■ Problem to solve ■
Change "upstream classifier" to "object detector" in everything from the line containing "of door is somewhere in this photograph." down to the end of the rows. Give back only that stretch, with nothing else altered.

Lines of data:
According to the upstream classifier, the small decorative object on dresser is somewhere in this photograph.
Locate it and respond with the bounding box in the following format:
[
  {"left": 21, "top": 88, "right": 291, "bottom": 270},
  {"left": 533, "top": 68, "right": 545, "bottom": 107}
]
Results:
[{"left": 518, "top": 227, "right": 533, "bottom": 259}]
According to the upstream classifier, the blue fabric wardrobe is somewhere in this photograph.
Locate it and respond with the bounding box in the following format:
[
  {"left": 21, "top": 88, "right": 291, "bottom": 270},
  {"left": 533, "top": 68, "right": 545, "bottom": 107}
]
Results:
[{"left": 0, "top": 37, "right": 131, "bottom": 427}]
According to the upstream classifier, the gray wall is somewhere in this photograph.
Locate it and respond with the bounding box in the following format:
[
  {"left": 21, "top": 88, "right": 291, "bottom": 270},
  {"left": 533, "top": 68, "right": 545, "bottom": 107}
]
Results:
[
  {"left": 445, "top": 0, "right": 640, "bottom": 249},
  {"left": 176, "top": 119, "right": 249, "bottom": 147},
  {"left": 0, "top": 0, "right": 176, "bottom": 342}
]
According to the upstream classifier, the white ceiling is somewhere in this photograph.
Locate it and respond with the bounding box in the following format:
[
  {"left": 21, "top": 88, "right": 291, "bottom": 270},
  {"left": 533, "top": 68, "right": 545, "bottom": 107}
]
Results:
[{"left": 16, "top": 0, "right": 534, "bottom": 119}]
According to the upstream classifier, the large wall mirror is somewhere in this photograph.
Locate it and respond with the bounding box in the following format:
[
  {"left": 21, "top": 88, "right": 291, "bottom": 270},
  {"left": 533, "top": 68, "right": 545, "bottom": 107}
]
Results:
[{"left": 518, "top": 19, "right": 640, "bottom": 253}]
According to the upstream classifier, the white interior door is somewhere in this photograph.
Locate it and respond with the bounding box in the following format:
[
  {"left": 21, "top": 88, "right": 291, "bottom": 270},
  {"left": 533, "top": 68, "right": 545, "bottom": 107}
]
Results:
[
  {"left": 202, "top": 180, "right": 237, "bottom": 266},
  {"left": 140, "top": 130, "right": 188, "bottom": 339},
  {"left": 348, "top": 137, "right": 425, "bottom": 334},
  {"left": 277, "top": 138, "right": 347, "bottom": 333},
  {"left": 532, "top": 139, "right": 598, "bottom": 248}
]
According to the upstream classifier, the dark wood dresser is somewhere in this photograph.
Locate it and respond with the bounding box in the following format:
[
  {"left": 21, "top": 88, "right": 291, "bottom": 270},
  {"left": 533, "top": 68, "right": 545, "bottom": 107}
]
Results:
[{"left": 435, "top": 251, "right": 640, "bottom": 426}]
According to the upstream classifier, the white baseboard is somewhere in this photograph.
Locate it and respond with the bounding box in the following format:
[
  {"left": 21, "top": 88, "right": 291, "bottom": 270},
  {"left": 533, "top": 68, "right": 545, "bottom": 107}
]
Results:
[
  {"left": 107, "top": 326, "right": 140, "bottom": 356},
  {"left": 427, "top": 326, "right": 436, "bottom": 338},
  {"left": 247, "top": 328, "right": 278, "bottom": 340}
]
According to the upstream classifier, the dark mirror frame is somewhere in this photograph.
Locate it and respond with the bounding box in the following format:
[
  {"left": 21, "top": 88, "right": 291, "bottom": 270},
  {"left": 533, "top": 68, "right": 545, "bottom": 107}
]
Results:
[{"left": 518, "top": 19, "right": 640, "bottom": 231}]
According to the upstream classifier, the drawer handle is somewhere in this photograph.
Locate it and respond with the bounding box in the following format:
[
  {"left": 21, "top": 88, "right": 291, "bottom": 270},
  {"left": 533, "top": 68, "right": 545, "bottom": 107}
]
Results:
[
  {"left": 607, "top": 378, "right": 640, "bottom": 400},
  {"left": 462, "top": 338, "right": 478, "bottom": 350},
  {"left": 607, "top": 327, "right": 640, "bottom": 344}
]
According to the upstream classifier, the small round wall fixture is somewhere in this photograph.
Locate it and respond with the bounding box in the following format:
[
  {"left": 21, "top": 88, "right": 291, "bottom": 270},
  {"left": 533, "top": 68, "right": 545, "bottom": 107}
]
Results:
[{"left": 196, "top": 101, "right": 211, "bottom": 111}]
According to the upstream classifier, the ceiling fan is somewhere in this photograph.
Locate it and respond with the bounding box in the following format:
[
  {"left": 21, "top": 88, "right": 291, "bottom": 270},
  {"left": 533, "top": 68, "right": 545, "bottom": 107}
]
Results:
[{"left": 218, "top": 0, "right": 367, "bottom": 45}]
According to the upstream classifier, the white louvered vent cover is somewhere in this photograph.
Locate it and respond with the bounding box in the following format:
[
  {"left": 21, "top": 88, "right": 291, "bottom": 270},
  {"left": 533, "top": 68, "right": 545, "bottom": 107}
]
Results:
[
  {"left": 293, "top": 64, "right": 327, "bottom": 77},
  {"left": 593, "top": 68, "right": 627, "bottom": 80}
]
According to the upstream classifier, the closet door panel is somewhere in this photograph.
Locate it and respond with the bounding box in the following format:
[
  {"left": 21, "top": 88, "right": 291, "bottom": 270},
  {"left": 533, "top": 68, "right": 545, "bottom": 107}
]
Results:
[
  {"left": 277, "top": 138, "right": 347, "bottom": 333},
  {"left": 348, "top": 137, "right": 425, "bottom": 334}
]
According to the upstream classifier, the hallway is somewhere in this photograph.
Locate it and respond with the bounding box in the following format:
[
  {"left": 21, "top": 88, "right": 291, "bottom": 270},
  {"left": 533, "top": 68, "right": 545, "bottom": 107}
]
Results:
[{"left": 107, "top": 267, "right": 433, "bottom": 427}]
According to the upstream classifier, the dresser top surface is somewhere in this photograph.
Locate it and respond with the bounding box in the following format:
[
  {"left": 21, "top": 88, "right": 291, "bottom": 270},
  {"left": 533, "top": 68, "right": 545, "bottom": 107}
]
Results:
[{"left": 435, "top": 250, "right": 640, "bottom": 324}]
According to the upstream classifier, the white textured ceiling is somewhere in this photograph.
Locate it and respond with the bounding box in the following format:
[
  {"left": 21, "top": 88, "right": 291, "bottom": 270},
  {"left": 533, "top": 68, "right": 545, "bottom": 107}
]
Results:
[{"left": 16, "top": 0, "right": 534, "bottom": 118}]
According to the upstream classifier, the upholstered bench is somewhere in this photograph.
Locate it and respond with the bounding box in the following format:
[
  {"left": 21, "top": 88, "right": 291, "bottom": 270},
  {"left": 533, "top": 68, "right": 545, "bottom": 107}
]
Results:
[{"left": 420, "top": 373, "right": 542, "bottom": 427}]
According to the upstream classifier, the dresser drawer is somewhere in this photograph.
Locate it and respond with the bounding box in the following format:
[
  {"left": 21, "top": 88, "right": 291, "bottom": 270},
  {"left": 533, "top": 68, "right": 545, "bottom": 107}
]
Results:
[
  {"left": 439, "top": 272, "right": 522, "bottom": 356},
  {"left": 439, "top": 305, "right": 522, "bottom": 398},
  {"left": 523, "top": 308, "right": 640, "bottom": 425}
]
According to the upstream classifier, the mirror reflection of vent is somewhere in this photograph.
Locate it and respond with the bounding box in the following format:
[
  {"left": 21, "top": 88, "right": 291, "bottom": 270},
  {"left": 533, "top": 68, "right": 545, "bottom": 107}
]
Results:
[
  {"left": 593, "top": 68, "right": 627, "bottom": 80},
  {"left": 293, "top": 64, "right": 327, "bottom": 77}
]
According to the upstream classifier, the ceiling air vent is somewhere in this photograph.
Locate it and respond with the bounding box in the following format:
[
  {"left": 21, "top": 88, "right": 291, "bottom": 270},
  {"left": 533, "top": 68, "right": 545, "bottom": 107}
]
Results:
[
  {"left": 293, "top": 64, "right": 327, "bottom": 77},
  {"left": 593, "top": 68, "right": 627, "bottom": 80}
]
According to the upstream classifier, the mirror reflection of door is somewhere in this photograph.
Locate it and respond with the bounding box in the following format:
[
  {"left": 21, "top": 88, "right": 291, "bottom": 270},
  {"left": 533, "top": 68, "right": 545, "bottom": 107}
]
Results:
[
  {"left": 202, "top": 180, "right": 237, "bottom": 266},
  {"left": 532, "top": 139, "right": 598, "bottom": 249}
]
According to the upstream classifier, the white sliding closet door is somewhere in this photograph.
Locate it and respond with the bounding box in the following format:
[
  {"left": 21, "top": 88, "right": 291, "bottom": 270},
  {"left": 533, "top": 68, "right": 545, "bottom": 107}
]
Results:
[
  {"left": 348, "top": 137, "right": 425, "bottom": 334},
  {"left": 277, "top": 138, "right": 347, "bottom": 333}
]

■ Result ■
According to the object detector, the mirror reflection of door is somewhere in this photograph.
Locate it and respond with the bounding box in the following format:
[
  {"left": 21, "top": 88, "right": 291, "bottom": 270},
  {"left": 533, "top": 68, "right": 545, "bottom": 107}
]
Results:
[
  {"left": 202, "top": 180, "right": 237, "bottom": 266},
  {"left": 532, "top": 139, "right": 598, "bottom": 249}
]
According to the object detector, the white sliding closet door is somewhere in this photograph.
Locate it and respond with the bounding box in the following format:
[
  {"left": 21, "top": 88, "right": 291, "bottom": 270},
  {"left": 533, "top": 68, "right": 545, "bottom": 107}
]
Results:
[
  {"left": 348, "top": 137, "right": 425, "bottom": 334},
  {"left": 277, "top": 138, "right": 347, "bottom": 333}
]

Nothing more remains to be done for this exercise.